## WHAT THE TASK ASKS:
Rewrite all of the material below, replacing every occurrence of "marker" with "pin" and leaving everything else unchanged.

## GIVEN INFORMATION:
----
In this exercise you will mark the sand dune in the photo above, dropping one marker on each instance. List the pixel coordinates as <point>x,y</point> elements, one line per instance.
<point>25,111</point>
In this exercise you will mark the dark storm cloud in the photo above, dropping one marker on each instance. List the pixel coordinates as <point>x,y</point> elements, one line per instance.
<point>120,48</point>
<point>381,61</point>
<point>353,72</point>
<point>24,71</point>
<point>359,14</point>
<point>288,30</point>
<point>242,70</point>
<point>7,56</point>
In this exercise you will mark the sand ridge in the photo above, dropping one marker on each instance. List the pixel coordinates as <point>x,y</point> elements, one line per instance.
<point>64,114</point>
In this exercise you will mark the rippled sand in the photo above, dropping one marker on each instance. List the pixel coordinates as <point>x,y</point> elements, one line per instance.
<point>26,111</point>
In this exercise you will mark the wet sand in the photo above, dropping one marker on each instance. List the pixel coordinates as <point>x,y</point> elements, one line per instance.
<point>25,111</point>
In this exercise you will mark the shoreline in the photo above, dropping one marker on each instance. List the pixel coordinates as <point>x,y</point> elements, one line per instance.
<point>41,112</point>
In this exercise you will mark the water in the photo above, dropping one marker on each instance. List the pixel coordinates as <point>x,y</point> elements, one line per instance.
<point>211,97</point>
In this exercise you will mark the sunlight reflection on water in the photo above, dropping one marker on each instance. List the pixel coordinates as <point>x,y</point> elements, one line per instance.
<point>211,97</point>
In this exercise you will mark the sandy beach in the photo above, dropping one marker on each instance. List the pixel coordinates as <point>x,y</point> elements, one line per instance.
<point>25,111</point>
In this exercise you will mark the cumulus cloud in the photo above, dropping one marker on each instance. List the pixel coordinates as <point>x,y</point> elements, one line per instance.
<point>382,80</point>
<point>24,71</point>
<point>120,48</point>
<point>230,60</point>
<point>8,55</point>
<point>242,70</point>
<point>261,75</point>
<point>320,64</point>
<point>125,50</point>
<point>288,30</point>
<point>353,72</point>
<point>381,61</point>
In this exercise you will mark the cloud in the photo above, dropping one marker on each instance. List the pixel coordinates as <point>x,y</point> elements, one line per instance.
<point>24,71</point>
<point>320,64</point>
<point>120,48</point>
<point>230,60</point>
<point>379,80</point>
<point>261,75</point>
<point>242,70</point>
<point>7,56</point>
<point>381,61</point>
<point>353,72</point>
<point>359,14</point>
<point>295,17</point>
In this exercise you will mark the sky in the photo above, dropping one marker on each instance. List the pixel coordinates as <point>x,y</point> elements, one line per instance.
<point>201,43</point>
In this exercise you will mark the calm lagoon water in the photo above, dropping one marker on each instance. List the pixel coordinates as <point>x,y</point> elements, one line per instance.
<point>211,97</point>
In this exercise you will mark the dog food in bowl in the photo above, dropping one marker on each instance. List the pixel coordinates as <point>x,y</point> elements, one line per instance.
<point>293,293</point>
----
## SOLUTION BELOW:
In this exercise you will mark the sand dune in the photo above, dropping one pin on each instance. List the pixel coordinates as <point>x,y</point> elements, one line per instance.
<point>25,111</point>
In this exercise you will mark the dark storm cloud in the photo above, dropping one pin on each instance. List the pixel coordinates as <point>x,y</point> elements, one line per instance.
<point>120,48</point>
<point>381,61</point>
<point>353,72</point>
<point>24,71</point>
<point>359,14</point>
<point>288,30</point>
<point>242,70</point>
<point>7,56</point>
In this exercise you will mark the sand ridge in the photo above, dropping one pin on each instance. List the pixel coordinates as <point>x,y</point> elements, one line per instance.
<point>64,114</point>
In this exercise you will mark the rippled sand in the photo above, dropping one pin on each instance. List the pixel coordinates as <point>x,y</point> elements, one line per instance.
<point>26,111</point>
In this exercise you will mark the wet sand in the photo above, dropping one pin on each instance. List the pixel coordinates as <point>x,y</point> elements, one line per instance.
<point>25,111</point>
In this exercise you will mark the shoreline in the photo above, dropping one pin on each instance. List the pixel coordinates as <point>x,y</point> elements, one line per instance.
<point>41,112</point>
In this exercise you will mark the water in the photo above, dropping one pin on each instance. List the pixel coordinates as <point>x,y</point> elements, one line per instance.
<point>211,97</point>
In this exercise you will mark the sunlight reflection on water in the photo above, dropping one pin on each instance. List the pixel coordinates as <point>x,y</point> elements, one line per instance.
<point>211,97</point>
In this exercise you will mark the sandy beach in the photo above, dropping one pin on each instance. List the pixel coordinates as <point>x,y</point> elements, one line per instance.
<point>25,111</point>
In this exercise you will mark the cumulus cloud in the photo above, dropping one pin on each instance. List the pixel coordinates as <point>x,y</point> elements, one line per instance.
<point>382,80</point>
<point>24,71</point>
<point>120,48</point>
<point>230,60</point>
<point>8,55</point>
<point>242,70</point>
<point>261,75</point>
<point>320,64</point>
<point>125,50</point>
<point>288,30</point>
<point>353,72</point>
<point>381,61</point>
In this exercise you will mark the cloud in the photo above, dropping one pin on each instance. List the pixel coordinates as <point>x,y</point> elements, one line per instance.
<point>24,71</point>
<point>320,64</point>
<point>120,48</point>
<point>230,60</point>
<point>379,80</point>
<point>261,75</point>
<point>242,70</point>
<point>7,56</point>
<point>381,61</point>
<point>353,72</point>
<point>359,14</point>
<point>295,17</point>
In this exercise you will mark the sky in the photo above, dropping one pin on each instance. List the pixel coordinates as <point>x,y</point> elements, one line per instance.
<point>201,43</point>
In this exercise you will mark the calm lagoon water in the photo above, dropping one pin on each instance. List the pixel coordinates as <point>x,y</point> elements, one line per instance.
<point>211,97</point>
In this exercise you will mark the dog food in bowl in the photo above, dropping one pin on each instance. List the pixel coordinates as <point>x,y</point> elements, one line per instance.
<point>293,293</point>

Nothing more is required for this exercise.